>> start

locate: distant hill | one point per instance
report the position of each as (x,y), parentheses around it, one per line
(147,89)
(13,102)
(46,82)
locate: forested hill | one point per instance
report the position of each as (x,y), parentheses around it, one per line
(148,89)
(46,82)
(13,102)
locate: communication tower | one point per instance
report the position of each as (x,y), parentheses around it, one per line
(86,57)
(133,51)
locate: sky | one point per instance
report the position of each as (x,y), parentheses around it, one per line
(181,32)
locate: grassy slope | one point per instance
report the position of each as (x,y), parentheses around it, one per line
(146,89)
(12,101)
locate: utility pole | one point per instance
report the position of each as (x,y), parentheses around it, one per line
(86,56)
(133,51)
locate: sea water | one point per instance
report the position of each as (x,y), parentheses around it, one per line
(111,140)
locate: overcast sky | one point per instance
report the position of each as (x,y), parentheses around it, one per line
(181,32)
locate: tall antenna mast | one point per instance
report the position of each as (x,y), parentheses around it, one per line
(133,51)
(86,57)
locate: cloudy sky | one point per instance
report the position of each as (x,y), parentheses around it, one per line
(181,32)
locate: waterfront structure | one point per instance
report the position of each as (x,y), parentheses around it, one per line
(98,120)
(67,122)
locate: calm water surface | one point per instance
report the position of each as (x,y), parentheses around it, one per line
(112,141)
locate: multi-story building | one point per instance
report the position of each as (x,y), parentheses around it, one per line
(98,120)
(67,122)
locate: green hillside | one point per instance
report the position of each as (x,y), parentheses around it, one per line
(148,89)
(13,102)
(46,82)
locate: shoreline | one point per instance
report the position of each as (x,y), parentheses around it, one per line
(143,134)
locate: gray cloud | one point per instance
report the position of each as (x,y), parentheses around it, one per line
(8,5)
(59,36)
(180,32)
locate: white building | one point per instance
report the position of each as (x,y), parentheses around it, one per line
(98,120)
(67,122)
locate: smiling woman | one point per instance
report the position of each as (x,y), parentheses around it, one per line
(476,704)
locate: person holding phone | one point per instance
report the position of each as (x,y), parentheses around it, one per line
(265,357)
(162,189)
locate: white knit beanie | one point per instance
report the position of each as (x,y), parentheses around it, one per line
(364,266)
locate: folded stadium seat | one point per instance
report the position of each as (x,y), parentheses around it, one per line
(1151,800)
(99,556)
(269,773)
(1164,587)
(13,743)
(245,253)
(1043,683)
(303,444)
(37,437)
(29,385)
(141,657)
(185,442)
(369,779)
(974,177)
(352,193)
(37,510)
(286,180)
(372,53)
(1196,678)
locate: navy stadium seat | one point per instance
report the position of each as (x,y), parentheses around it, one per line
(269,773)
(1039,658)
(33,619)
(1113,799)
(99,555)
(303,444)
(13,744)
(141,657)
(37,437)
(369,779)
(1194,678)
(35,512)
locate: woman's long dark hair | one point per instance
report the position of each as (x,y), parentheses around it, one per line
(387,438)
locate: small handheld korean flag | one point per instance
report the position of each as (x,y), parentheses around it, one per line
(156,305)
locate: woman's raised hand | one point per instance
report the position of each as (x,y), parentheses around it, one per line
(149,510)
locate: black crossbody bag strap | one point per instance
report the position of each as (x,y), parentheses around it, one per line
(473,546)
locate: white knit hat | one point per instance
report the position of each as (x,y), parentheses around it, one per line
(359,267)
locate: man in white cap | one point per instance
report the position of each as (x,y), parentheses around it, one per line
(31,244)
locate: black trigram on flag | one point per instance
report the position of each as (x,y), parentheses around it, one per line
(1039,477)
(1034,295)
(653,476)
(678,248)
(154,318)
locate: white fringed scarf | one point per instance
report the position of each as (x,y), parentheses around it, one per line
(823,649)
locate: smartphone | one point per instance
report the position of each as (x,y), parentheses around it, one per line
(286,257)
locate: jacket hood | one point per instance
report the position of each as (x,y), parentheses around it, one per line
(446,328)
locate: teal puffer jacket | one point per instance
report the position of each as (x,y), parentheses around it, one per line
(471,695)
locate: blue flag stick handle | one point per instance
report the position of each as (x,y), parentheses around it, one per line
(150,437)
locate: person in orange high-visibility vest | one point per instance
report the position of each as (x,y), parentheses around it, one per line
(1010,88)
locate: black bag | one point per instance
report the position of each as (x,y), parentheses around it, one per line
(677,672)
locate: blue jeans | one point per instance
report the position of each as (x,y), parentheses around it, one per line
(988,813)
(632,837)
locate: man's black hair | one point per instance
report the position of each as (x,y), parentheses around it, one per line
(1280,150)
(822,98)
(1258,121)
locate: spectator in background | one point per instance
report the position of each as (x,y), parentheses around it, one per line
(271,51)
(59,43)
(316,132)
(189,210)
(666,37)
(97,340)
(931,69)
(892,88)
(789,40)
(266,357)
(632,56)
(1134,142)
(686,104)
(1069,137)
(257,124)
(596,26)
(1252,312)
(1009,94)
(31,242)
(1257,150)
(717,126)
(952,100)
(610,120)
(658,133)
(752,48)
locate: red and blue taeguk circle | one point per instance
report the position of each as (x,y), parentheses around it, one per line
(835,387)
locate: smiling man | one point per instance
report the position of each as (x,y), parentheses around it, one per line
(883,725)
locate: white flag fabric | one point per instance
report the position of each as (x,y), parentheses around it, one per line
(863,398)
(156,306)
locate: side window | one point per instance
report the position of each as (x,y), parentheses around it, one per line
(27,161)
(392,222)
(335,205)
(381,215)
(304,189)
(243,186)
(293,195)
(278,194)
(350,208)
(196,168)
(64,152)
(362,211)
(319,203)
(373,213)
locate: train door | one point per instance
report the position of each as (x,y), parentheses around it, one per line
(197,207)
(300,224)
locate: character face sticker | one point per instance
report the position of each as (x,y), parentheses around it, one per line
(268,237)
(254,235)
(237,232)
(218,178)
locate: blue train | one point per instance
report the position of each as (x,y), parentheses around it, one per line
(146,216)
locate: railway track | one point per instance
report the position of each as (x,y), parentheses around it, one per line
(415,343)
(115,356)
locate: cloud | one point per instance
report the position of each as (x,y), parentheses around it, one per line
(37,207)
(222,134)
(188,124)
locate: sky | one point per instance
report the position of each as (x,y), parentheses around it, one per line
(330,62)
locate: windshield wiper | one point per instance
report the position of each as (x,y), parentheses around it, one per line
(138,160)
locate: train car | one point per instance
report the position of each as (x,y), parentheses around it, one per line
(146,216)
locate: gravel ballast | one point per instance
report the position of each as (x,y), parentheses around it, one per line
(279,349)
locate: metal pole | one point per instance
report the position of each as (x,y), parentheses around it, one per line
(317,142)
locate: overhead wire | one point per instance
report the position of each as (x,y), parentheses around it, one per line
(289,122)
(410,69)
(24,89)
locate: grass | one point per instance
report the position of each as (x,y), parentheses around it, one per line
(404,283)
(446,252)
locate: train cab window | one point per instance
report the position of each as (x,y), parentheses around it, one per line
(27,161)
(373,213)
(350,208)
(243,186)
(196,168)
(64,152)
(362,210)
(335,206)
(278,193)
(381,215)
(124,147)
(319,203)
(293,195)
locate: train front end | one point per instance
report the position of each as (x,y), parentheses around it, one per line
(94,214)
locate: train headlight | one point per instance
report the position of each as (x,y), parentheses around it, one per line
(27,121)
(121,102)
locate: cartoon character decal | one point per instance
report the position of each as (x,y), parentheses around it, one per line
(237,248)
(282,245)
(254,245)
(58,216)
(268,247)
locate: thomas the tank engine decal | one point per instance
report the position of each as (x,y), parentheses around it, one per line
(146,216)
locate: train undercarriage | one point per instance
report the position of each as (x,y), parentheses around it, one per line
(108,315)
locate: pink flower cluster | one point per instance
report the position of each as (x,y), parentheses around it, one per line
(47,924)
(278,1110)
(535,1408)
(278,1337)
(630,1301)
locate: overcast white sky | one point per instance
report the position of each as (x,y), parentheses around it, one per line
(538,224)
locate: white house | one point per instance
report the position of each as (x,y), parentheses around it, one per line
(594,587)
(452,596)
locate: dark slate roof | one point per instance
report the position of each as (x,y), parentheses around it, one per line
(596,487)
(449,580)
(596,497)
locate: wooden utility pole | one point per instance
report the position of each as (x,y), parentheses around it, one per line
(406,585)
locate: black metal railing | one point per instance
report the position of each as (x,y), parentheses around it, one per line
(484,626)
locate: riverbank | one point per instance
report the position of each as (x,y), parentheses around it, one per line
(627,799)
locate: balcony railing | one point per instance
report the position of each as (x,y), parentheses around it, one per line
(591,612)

>> end

> _Aim of the exercise_
Nothing but the lines from the line with "locate: train cab" to the last line of the listing above should appear; please retype them exactly, both ends included.

> _Reply_
locate: train cab window | one point per instance
report the position of each as (x,y), parentheses around it, one per line
(27,161)
(373,213)
(350,208)
(243,186)
(196,168)
(64,152)
(362,210)
(335,206)
(278,193)
(381,215)
(124,147)
(319,203)
(293,195)
locate: train front end | one point per instance
report the position of each as (x,y), parentheses around it, one per line
(94,214)
locate: train headlight | one point per instance
report the position of each as (x,y), parentheses around it, one per line
(27,121)
(121,102)
locate: cartoon character decal | one point per instance
report the position of each as (x,y), parentheses around it, one per line
(237,248)
(282,245)
(254,245)
(58,216)
(268,247)
locate: thomas the tank engine decal | one point per instance
report the position of each as (x,y), parentheses around it, one per line
(146,216)
locate: train undercarriage | one point per instance
report the position of each as (x,y), parentheses around it, one per line
(108,315)
locate: pink flower cluster | one point per instance
report the position of each as (x,y), parentheses around it, one per line
(47,924)
(278,1110)
(535,1408)
(278,1337)
(630,1301)
locate: overcast white sky | one point per instance
report the position of each as (x,y), parentheses around it, one per line
(538,224)
locate: white house | one point per instance
report the position of each as (x,y), parentheses around it, one per line
(594,587)
(452,596)
locate: dark slate roof | one point per instance
report the position of each as (x,y), parentheses around it, one per line
(596,487)
(449,580)
(596,497)
locate: wooden utility pole | one point per instance
report the position of each as (x,y), parentheses around it, one per line
(406,585)
locate: black metal railing | one point per instance
report the position of each as (x,y), parentheses around it, one per line
(484,626)
locate: riverbank | one point per instance
report the position of each as (x,y), parentheses around it, one per line
(627,799)
locate: balcony railing | one point per instance
report the position of each as (x,y), parentheses around it, one per line
(591,612)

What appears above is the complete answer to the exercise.